Point labeling data based on photos
========

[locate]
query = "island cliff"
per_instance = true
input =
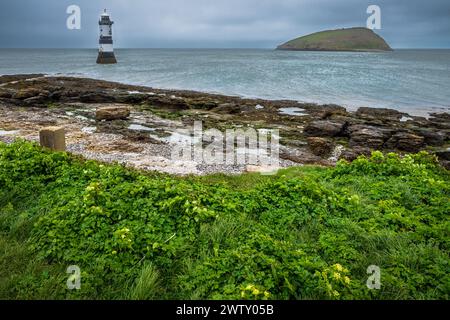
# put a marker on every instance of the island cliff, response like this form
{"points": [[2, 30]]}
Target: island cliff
{"points": [[352, 39]]}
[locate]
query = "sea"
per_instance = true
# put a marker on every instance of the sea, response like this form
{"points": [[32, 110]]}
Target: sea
{"points": [[412, 81]]}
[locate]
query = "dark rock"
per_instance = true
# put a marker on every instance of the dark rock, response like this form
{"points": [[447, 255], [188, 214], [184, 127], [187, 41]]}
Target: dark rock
{"points": [[367, 136], [112, 113], [131, 98], [332, 110], [55, 96], [165, 102], [352, 154], [26, 93], [320, 146], [324, 128], [440, 120], [431, 137], [5, 94], [96, 97], [379, 113], [19, 77], [227, 108], [405, 141], [304, 158], [203, 104], [444, 154]]}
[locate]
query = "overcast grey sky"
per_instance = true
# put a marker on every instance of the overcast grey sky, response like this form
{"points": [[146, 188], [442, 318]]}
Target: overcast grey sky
{"points": [[218, 23]]}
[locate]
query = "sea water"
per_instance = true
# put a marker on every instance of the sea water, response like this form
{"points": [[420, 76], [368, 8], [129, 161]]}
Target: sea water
{"points": [[413, 81]]}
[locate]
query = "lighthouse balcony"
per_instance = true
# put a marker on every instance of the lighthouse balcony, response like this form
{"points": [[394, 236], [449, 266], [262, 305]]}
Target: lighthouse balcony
{"points": [[106, 40], [105, 22]]}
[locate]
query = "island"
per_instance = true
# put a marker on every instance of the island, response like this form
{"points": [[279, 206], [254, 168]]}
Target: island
{"points": [[350, 39]]}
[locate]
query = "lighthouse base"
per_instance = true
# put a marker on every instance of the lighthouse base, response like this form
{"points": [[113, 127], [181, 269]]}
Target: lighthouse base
{"points": [[106, 58]]}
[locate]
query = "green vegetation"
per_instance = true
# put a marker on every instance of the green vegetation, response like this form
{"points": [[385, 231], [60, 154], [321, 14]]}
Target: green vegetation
{"points": [[306, 233], [352, 39]]}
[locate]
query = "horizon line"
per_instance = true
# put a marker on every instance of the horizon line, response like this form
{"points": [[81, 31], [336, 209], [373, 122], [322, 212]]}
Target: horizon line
{"points": [[195, 48]]}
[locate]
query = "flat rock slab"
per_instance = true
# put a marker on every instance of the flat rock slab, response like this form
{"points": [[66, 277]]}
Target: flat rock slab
{"points": [[53, 138], [112, 113]]}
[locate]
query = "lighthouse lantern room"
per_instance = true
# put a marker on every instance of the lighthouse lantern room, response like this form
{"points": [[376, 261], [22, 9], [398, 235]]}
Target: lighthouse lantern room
{"points": [[106, 51]]}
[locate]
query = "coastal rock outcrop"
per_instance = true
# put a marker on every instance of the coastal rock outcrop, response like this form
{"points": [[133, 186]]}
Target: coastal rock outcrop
{"points": [[324, 128], [320, 146], [112, 113], [405, 141], [367, 136]]}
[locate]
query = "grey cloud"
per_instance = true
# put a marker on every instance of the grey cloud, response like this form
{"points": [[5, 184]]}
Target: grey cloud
{"points": [[218, 23]]}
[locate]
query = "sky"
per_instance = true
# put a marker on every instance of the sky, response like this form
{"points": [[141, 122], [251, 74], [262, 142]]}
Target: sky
{"points": [[218, 23]]}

========

EXERCISE REQUIREMENTS ::
Pick out every line of the records above that contains the string "vegetation", treating uppercase and lowercase as different.

SOLUTION ::
query = "green vegetation"
# put a marker on every instance of the green vegetation, response like this form
Target: green vegetation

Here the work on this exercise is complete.